I ask Alice where her strength and resilience come from and she talks humbly about her faith in God. ‘God is the source of everything’, she says, ‘I cast all my burdens upon God.’

I ask Alice about her hopes for the future. She tells me that she wants to see the children she raises getting good qualifications and becoming a teacher or a nurse. She says she hopes the children she has raised will remember her and perhaps support her when she is elderly.  She would like to have a proper door and windows in her house. ‘I pray that if I live long enough, God will allow me to finish my house with a metallic door and windows, and I will forget the bad experiences of the past.’

It was a privilege to meet Alice. Her hard work, resilience and faith and her love and commitment to children is truly inspiring. I hope she lives a long and happy life and that her hopes for the future will be realised.

Stories from Uganda: A Leader with Vision

This is the story of Rev Robert Mugume, a leader with a vision to transform lives and his local community.

Robert (50) is the Regional Bishop for Ibanda with the Full Gospel Churches of Uganda, a pentecostal denomination. He grew up in the village of Birongo III in Ishongororo and married Mrs Jolly Nabasa Mugame. They have five children and two adopted children. He began serving as a pastor in 2001. While Robert was studying Theology at Glad Tidings Bible College he was inspired to work for the development of children. He developed a vision to start a school in his local community where children could have a quality education. He says his vision is to raise children holistically by supporting their physical, spiritual and educational development. In 2005 his vision became a reality when he started Birongo Primary School with 120 pupils. He connected with Fields of Life to assist with the construction of the school and today the school has grown to 530 pupils. As the partnership with donors from Northern Ireland continued a new vision developed to start a school in Ryamugwizi. This vision also became a reality.

Ryamugwizi Primary School is the school supported by the REAP Project that I’m visiting this week. It now has 310 pupils.

══════

Required work:
a – Transcribe the passage about Alice and Robert Mugume between "I ask Alice about" and "his local community.", inclusive.
b – Using the passage about Alice and Robert Mugume, answer these:
(i) What would Alice like to have in her house?
(ii) With how many pupils did Birongo Primary School start in 2005?
(iii) How many pupils does Ryamugwizi Primary School now have?
c – Resume the passage about Alice and Robert Mugume, picking up right after its final sentence.

Excerpted records:
══════

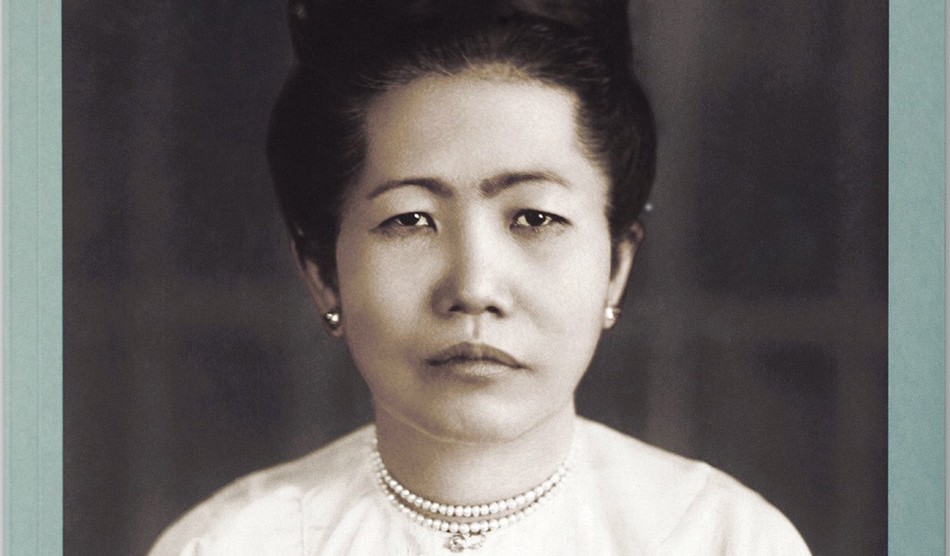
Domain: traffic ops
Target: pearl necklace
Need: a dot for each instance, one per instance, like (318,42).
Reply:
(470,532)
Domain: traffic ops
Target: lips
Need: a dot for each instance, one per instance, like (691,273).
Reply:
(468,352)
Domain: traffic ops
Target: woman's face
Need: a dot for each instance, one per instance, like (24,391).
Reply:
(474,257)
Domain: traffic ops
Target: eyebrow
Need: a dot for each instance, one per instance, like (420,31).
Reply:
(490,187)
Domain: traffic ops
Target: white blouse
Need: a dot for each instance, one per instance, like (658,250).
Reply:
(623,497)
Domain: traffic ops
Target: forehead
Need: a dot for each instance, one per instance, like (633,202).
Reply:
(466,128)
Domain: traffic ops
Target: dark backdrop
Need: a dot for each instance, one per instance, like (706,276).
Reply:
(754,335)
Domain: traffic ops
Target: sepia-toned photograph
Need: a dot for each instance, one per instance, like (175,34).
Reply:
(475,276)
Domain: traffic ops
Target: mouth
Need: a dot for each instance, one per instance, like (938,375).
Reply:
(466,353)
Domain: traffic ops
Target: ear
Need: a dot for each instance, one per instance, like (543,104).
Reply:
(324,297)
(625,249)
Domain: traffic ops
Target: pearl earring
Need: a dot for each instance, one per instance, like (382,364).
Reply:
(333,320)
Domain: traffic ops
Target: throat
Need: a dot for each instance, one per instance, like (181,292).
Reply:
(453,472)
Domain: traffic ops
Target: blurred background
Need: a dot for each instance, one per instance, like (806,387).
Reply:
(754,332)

══════

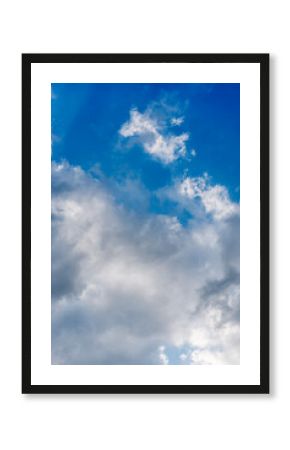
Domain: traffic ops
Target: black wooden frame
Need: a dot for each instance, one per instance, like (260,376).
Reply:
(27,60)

══════

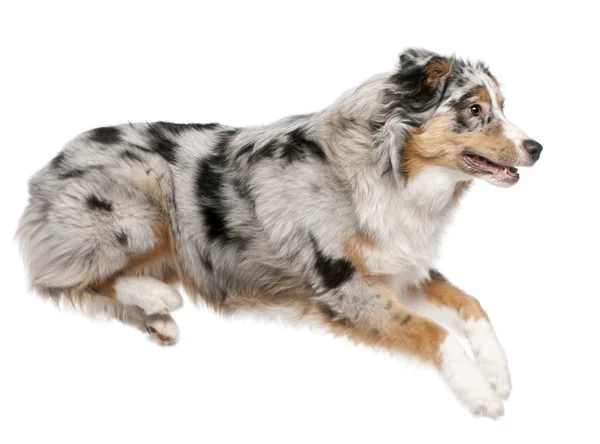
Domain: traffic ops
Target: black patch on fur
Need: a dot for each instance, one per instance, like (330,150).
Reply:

══════

Results of the exercise:
a –
I ask Alice about her hopes for the future. She tells me that she wants to see the children she raises getting good qualifications and becoming a teacher or a nurse. She says she hopes the children she has raised will remember her and perhaps support her when she is elderly.  She would like to have a proper door and windows in her house. ‘I pray that if I live long enough, God will allow me to finish my house with a metallic door and windows, and I will forget the bad experiences of the past.’

It was a privilege to meet Alice. Her hard work, resilience and faith and her love and commitment to children is truly inspiring. I hope she lives a long and happy life and that her hopes for the future will be realised.

Stories from Uganda: A Leader with Vision

This is the story of Rev Robert Mugume, a leader with a vision to transform lives and his local community.

b –
(i) A proper door and windows.
(ii) 120 pupils.
(iii) 310 pupils.

c –
In partnership with Fields of Life and donors from Northern Ireland Robert has also established two primary schools in the neighbouring district of Kiruhura; Ulster Farmers & El Shaddai. Projects have been supported to drill boreholes and protect natural wells in the school communities (see yesterday’s blog) to ensure the community has clean water so that children remain healthy to attend school.

‘As a leader,’ says the Bishop, ‘I feel proud and thankful for the partners and donors from Northern Ireland.’

In the Birongo school they have built dormitories for children to enhance their access to education. Fields of Life has also gifted livestock and sewing machines to parents to enable them to generate income so that they can earn money to pay for their children’s education themselves.

‘I’m seeing the vision I had in 2001 now become a reality’, says Robert, ‘Lives and communities are being transformed.’

When I ask Robert how it feels to see his vision become a reality he smiles and says, ‘I thank God. I’ve seen transformation in the lives of the orphans and vulnerable children we are supporting.’

Robert is delighted to see children from the schools now becoming teachers, nurses and students at university.

Of course visionary leaders like Robert Mugume do not stop when one vision becomes a reality, so I ask him about his latest vision for the future. He does not hesitate to respond. He wants to see the children from the schools become successful in life. He wants them to aspire to be doctors, engineers, lawyers and bishops.

He has a vision for a secondary school in the region with the same ethos. He also wants to establish a vocational school for young people who cannot go to university so that they can gain practical skills for work. In addition Robert wants to establish income generating projects, such as businesses and farming, so that each school will raise funds to sustain itself and Robert’s vision will be secured for the future.

I have no doubt that this determined leader will see his vision sustained. Once again on my visit to Uganda I am inspired by hearing the story of a visionary leader creating hope and transformation in his local community.

Stories from Uganda: A young leader with a dream for a better future

I’m visiting Uganda with the REAP Project, a team of brilliant volunteers from Northern Ireland who have returned to Ryamugwizi Primary School in Ibanda, to continue to support the growth and development of the school and the local community. I’m blogging live from Uganda every day, sharing the stories of some of the most interesting and inspiring people I meet.

Today I want to share the story of another inspiring young leader – Caleb Malwadde, who works for Fields of Life.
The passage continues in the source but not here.